SOURCE PASSAGE.
☆ ☆ ☆ ☆ ☆ ☆ ☆

Sasha: Yeah it can be like I can’t do this right now. You can literally stop like if you’re on a 3,000 foot climb you can be stop by 6 feet because like if something doesn’t go and you can’t physically do it and move then that can be the end. I think a lot of what climbing has taught me is there’s often a solution you just have to kind of like open your mind up to different possibilities and a lot of climbing what’s so intriguing about sport physically to me is that it can be the smallest differences and body positioning that makes all the differences. So, it’s like all upper body hand string oriented sport but you’re really using your entire body like your core, hips and really the driving force you are using your foot work really well because you have to balance on like tiny little nubbins and shift your weight and allocate exert enough force to move up the wall.

Lewis: Yeah, I feel bad now when I have this 20 foot artificial wall with huge hand holds and I can’t even get up to climb.

Sasha: The artificial walls can be really challenging. I mean so a lot of pro climbers train indoors like I train at it climbing gym in order to prepare for my outdoor climbs, I even built a gym in my house.

Lewis: That’s really cool.

Sasha: It’s like no excuses every room in my house has some sort of training equipment like do I live in the gym or is my house turning into a gym.

Lewis: What the key to being one of the greatest climbers like what’s the principles and fundamentals?

Sasha: I mean not to be cheesy or anything but I think the passion about it like in my opinion you can succeed at whatever it is that you really will yourself to want and if you love what you’re doing then just naturally you’re gonna do it a lot and put in the hours of practice and engage your mind and body and perform optimally. And like I love the climbing community so much there’s just this interconnect in nature of it around the world like I can go to Spain and have like this Spanish family that I connect with through this overarching passion, or I could go to Madagascar or South America, like wherever it is there’s always this climbing community that you can connect with because you’re both, you’re doing something you really love.

I think passion in my opinion is the number 1 ingredient to succeeding in anything.

Lewis: Is it more male dominated or female dominated?

Sasha: It’s definitely male dominated and the background of climbing.

Lewis: Why is that?

☆ ☆ ☆ ☆ ☆ ☆ ☆

RECORDS SUPPLIED.

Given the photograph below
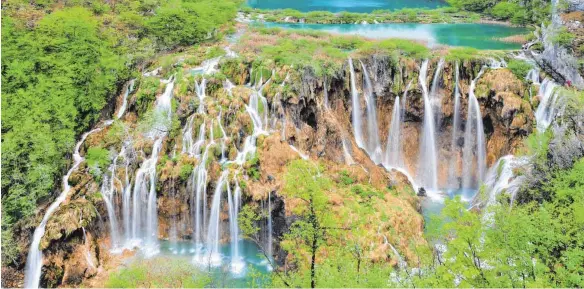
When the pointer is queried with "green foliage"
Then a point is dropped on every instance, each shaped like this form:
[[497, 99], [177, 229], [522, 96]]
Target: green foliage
[[519, 67], [253, 168], [563, 37], [345, 178], [185, 172], [63, 62]]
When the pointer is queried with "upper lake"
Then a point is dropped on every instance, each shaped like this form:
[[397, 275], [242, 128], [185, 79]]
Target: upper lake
[[363, 6], [480, 36]]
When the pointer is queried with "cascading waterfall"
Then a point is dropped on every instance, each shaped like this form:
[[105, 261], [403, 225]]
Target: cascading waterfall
[[270, 238], [213, 257], [356, 113], [237, 264], [435, 97], [474, 116], [145, 210], [428, 162], [34, 260], [393, 152], [453, 168], [108, 190], [200, 91], [373, 143], [547, 107]]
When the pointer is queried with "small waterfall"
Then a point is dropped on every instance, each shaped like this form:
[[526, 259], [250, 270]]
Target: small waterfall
[[453, 168], [474, 115], [108, 190], [428, 162], [126, 196], [213, 256], [533, 75], [145, 220], [34, 260], [237, 264], [435, 98], [501, 178], [199, 196], [302, 155], [373, 144], [356, 114], [200, 91], [87, 246], [393, 152], [129, 90], [547, 107]]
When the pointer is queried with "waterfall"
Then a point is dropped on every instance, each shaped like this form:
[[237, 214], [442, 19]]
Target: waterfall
[[237, 264], [34, 260], [126, 196], [200, 91], [393, 152], [129, 90], [270, 238], [198, 198], [453, 168], [428, 162], [373, 143], [356, 114], [501, 178], [213, 257], [474, 114], [145, 220], [107, 192], [546, 109], [435, 98]]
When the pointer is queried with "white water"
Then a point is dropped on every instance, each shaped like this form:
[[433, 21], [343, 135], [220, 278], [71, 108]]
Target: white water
[[474, 143], [144, 203], [501, 178], [34, 260], [213, 256], [356, 113], [129, 90], [393, 152], [237, 264], [546, 110], [428, 162], [373, 143], [435, 97], [108, 190], [453, 168]]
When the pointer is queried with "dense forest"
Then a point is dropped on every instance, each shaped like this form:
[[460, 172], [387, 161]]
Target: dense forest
[[62, 63]]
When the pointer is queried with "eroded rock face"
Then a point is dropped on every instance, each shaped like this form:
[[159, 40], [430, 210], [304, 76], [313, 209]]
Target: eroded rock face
[[506, 111], [322, 131]]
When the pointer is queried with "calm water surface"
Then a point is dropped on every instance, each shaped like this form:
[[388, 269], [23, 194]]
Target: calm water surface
[[480, 36], [362, 6]]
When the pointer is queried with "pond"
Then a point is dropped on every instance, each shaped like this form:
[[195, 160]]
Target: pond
[[363, 6], [479, 36]]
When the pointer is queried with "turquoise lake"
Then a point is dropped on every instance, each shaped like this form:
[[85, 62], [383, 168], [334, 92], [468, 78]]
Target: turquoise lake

☆ ☆ ☆ ☆ ☆ ☆ ☆

WORK TO DO.
(1) Write out the part of the climbing interview that opens with the words containing "Lewis: Yeah, I" and closes with "in my house.".
(2) Carry the climbing interview forward from the point where it stops.
The listing has no connection to the climbing interview.

IN RESPONSE.
(1)
Lewis: Yeah, I feel bad now when I have this 20 foot artificial wall with huge hand holds and I can’t even get up to climb.

Sasha: The artificial walls can be really challenging. I mean so a lot of pro climbers train indoors like I train at it climbing gym in order to prepare for my outdoor climbs, I even built a gym in my house.

(2)
Sasha: I think it’s that the background of climbing was traditionally many men were doing and now they are definitely a lot more woman getting into climbing which is like amazing, I love to see it and especially on the gym, climbing has been exploding and it seems from the gym industry like gyms are popping up in urban locations around the world. But their transition from indoor climbing to outdoor climbing is still like I think more men are making that transition that women, but as I go to more popular like what’s called sport climbing areas then I’m seeing more women, I think that like women just needs to see other women doing it and be like why not? That’s what I feel strongly about like first female ascent and first ascent in general is like you don’t need to be held back if you see, if I see that a woman has done something I can be so much more inspired and connected to that than if I see a male has done it, because maybe it’s less relatable but the beauty of climbing too is that woman and man are both capable of achieving the same heights.

Lewis: I almost feel like woman have more of an advantage because of you know being tinier and smaller and the strength in that size right?

Sasha: Yeah, on certain climbs certainly, like woman have a tendency to have a really good technique I mean obviously men too and like hip mobility, climbing is a strength to body ratio sport so the stronger you are then that’s really good but then you also want to be in total body control and awareness. So it’s kind of like I mean in your ideal state it’s like a dance with the wall.

Lewis: Did you take dance lessons?

Sasha: I used to do ballet and figure skating, I competed in figure skating and that’s kind of like. So I’m dual citizen with Canada and like my whole family is like skiing, skating winter sports so I’m not the only one in the family who climbs actually.

Lewis: Did figures to be a better climber?

Sasha: I think ballet and figure skating gave me a good body awareness, like another sport that has a really good crossover is gymnastics.

Lewis: Do you do gymnastics too?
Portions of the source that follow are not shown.